- [Directions for this task] Nothing in the records should differ when they are repeated. Restate them word for word.
*** Opening of Data to process ***
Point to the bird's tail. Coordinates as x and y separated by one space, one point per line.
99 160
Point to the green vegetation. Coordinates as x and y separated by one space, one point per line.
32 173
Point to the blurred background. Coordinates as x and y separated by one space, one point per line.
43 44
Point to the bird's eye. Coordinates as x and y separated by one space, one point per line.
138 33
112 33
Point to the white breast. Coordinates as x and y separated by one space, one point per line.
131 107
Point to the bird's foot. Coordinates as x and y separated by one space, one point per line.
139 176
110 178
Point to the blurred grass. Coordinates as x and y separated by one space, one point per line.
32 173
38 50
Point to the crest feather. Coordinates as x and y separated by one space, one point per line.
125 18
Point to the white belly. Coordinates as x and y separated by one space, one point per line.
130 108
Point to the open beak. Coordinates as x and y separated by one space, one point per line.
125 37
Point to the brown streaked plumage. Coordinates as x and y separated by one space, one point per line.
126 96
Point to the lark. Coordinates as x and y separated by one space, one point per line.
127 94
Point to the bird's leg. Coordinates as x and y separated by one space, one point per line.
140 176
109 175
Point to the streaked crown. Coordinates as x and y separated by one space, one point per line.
*** Close of Data to process ***
- [Answer to this exercise]
Point to the bird's tail. Coordinates as x and y separated by one space, one point per line.
99 160
Point to the green vegetation. Coordinates as x and y separated by one space, one point per line.
32 173
Point to the blurred background. Coordinates as x and y separated by one space, one point per line.
43 44
Point to the bird's eye. Coordinates as x and y separated by one space, one point per line.
138 33
112 33
Point to the white breast. Coordinates as x and y separated by one space, one point per line.
131 107
Point to the bird's foot. Coordinates as x and y separated by one space, one point per line.
139 176
110 178
Point to the blurred grass. Coordinates as x and y separated by one space, one point per line.
32 173
38 50
Point to the crest feather. Coordinates as x and y separated by one space, one point per line.
125 18
Point to the white belly. Coordinates as x and y separated by one space, one point per line.
130 108
Point to the open beak. Coordinates as x and y separated by one space, one point per line.
125 37
Point to the brown streaked plumage. Coordinates as x and y separated by one space, one point per line.
126 96
Point to the lark. Coordinates as x and y separated by one space, one point per line.
127 94
Point to the bird's leg. Coordinates as x and y separated by one space, one point per line.
140 176
109 175
Point to the streaked crown. Coordinates as x and y separated by one space, one point per line.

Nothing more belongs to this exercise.